### AIM OF THE TASK:
From the items below, extract every line that contains the word "jacket" and copy each such line in full.

### ENTRIES PROVIDED:

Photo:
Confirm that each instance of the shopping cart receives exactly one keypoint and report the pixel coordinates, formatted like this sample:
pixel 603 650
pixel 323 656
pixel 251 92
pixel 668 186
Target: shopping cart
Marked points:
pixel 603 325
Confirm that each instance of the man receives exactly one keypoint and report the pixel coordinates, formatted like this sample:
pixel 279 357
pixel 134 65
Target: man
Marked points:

--

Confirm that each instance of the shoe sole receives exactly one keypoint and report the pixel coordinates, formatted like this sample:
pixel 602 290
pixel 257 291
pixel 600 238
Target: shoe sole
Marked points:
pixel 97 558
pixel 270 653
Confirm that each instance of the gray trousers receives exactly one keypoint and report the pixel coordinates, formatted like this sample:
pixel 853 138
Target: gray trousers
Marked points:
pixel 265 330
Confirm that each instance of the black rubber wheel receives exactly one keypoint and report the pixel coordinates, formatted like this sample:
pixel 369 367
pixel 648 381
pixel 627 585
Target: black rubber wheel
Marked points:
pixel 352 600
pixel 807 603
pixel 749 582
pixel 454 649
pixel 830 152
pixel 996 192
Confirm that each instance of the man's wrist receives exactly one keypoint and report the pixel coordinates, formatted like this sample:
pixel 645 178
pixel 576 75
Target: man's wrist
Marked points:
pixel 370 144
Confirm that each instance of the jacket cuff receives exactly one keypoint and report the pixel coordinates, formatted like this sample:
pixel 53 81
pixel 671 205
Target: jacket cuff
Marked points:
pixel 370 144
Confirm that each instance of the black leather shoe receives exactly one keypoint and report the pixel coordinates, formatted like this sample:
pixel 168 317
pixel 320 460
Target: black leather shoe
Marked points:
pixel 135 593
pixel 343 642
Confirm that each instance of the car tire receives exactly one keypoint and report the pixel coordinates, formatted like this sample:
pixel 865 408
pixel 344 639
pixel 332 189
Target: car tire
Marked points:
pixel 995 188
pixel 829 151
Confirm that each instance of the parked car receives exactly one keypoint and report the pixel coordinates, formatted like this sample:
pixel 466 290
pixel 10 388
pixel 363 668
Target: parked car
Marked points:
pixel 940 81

### WRITTEN SOLUTION:
Confirm that each instance of the jacket cuff receives exactly one keypoint and report the pixel coordinates, formatted like this sample:
Target: jacket cuff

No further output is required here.